**WHAT THE EXERCISE ASKS**. Only the lines containing "stop" belong in the answer; find them in the material below.

--- AVAILABLE DATA Enclosed Below ---

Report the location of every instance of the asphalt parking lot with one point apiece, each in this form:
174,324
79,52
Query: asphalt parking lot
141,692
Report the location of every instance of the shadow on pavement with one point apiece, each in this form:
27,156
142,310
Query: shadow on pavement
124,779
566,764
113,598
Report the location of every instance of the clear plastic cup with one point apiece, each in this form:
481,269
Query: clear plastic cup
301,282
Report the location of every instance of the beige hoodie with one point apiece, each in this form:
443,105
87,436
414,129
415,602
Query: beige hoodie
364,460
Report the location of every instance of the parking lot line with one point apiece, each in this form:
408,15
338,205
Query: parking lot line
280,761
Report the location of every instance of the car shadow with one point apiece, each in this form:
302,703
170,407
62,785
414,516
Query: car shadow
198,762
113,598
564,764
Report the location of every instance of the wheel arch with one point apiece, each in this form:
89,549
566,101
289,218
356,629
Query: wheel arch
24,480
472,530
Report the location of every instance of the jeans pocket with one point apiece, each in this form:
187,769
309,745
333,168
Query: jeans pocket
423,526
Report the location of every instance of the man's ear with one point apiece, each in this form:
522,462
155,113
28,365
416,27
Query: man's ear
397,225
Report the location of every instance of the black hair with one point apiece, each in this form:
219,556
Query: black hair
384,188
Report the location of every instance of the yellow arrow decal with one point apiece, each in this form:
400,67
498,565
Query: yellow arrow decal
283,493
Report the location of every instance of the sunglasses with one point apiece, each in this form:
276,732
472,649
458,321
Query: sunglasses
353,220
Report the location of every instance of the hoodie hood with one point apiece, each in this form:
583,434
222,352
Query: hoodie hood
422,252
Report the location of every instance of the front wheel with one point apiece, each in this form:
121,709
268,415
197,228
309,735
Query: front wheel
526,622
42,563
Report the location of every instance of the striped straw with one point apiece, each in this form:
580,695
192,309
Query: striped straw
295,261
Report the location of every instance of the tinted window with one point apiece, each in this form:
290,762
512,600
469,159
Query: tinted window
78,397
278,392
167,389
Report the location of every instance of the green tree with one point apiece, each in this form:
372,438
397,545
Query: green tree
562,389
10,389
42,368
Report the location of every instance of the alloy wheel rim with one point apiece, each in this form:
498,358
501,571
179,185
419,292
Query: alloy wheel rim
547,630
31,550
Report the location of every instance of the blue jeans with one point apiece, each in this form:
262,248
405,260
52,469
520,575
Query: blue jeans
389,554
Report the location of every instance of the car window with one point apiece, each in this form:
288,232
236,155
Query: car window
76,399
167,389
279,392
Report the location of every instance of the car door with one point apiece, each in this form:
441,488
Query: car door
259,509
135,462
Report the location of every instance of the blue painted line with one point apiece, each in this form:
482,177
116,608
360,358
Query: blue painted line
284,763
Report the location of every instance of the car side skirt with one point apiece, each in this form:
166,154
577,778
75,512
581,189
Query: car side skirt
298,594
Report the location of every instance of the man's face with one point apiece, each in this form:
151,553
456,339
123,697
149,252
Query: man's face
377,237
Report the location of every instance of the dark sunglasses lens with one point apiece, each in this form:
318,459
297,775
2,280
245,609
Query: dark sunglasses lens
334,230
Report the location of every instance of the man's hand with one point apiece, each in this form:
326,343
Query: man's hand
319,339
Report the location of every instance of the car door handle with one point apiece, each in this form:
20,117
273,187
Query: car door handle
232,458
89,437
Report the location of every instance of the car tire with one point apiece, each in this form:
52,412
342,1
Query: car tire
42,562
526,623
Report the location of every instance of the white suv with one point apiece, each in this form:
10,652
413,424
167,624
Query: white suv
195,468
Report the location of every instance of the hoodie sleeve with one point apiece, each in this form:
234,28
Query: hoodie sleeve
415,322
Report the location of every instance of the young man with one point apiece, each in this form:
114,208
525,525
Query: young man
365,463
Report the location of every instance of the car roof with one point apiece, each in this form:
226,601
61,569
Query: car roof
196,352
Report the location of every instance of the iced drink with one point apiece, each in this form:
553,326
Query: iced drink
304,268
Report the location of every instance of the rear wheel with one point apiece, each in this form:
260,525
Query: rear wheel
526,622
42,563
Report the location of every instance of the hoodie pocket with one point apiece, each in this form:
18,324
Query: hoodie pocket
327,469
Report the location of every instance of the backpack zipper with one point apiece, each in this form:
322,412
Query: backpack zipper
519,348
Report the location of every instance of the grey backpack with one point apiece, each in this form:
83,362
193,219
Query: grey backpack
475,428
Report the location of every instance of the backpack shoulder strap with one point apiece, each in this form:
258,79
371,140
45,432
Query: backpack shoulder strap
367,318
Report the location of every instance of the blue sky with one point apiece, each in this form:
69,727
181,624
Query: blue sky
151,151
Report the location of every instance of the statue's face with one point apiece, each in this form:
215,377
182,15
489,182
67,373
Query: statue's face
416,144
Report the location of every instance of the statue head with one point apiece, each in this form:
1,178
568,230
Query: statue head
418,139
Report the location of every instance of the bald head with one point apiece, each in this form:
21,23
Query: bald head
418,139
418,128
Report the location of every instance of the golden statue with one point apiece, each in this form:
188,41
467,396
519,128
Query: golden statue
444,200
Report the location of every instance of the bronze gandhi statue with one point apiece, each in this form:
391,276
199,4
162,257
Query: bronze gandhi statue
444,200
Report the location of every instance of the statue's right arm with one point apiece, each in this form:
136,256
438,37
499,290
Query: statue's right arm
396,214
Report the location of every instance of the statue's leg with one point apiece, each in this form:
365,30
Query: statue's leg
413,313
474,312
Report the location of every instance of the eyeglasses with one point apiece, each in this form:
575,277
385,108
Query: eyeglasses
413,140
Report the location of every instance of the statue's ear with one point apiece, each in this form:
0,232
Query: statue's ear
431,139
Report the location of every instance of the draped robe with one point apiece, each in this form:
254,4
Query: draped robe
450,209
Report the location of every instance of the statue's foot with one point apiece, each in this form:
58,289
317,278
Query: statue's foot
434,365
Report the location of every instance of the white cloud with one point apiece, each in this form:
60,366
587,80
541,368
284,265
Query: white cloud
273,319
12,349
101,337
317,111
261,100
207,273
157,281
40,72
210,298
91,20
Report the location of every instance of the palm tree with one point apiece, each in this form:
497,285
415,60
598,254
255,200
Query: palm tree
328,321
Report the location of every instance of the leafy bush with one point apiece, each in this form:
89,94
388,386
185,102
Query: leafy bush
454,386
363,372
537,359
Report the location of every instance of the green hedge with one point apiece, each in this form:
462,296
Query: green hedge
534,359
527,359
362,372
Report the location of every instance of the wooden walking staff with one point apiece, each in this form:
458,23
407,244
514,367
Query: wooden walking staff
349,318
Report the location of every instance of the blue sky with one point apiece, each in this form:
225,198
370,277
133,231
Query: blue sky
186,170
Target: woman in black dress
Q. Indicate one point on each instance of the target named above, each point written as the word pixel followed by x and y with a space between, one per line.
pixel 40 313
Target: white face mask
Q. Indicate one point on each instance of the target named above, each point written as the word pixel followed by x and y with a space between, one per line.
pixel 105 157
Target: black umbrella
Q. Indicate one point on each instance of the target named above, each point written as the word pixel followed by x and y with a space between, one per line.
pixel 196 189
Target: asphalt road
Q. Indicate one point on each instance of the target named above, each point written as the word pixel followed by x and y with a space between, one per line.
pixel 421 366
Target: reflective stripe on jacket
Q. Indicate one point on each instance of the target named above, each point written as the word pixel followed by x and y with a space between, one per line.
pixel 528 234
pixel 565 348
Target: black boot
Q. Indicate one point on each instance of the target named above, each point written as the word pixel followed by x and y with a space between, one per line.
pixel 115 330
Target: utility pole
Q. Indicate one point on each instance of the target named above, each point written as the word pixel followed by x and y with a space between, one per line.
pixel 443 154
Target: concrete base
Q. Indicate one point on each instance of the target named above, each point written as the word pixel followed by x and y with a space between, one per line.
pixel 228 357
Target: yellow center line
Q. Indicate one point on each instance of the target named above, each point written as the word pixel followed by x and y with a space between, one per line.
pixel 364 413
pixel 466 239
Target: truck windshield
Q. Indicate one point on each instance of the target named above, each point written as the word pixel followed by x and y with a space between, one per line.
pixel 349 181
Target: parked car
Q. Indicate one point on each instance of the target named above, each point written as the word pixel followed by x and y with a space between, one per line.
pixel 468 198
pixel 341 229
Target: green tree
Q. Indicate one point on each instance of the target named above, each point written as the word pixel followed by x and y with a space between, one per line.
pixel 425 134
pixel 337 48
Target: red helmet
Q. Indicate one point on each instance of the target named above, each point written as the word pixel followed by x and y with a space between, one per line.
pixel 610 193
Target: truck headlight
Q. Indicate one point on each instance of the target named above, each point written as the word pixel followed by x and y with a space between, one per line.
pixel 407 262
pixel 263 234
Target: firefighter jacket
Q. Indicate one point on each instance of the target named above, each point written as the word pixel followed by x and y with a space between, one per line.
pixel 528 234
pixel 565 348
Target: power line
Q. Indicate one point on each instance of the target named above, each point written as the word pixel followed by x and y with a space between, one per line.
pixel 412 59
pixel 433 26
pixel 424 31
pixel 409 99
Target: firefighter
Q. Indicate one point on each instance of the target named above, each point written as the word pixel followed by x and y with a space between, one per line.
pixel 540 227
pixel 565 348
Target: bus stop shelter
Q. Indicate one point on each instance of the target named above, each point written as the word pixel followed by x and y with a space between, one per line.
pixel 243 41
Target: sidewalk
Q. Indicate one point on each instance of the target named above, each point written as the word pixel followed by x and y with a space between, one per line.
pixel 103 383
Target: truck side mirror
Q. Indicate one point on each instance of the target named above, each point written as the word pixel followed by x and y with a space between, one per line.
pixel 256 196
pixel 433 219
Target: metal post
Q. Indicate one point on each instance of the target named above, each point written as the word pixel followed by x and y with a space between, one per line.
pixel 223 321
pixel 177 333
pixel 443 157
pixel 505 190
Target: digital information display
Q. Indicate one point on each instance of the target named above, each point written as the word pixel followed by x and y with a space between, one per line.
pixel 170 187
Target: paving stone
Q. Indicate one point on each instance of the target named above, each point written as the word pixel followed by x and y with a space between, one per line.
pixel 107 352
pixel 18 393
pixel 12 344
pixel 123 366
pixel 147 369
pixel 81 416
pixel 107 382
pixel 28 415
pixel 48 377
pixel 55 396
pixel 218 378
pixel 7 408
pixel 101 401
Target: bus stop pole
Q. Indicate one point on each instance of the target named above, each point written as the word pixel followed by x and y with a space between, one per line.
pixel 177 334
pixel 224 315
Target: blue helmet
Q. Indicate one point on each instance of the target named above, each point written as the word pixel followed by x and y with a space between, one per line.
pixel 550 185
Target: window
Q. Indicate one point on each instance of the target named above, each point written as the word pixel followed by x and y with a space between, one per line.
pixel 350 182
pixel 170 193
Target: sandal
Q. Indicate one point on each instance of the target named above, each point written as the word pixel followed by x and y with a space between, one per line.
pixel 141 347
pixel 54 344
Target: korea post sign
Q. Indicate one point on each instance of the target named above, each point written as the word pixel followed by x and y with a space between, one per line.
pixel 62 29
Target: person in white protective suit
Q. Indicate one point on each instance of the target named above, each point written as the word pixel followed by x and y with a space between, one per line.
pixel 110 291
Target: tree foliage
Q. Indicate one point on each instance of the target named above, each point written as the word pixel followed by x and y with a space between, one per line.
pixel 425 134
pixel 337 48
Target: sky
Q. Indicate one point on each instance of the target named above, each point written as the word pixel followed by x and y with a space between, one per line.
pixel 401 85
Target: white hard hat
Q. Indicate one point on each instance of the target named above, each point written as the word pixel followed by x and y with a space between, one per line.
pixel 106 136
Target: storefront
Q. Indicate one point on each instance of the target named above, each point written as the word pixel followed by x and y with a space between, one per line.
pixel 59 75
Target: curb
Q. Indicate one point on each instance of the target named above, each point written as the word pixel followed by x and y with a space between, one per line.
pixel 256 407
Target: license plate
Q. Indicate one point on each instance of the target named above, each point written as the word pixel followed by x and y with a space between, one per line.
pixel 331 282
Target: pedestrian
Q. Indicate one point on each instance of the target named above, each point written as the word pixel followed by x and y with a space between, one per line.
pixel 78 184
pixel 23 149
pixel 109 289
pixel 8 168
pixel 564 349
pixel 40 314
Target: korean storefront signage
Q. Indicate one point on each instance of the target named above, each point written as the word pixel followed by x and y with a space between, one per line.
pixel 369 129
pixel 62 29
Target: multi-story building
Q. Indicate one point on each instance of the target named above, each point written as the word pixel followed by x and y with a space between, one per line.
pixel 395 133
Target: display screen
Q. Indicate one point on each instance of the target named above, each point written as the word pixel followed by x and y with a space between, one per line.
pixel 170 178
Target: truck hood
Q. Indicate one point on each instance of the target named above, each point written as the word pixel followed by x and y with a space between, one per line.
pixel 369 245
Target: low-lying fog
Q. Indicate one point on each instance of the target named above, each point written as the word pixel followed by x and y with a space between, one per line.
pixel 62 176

--- End of Enclosed AVAILABLE DATA ---

**ANSWER TO THIS EXERCISE**.
Target: bus stop shelter
Target: bus stop pole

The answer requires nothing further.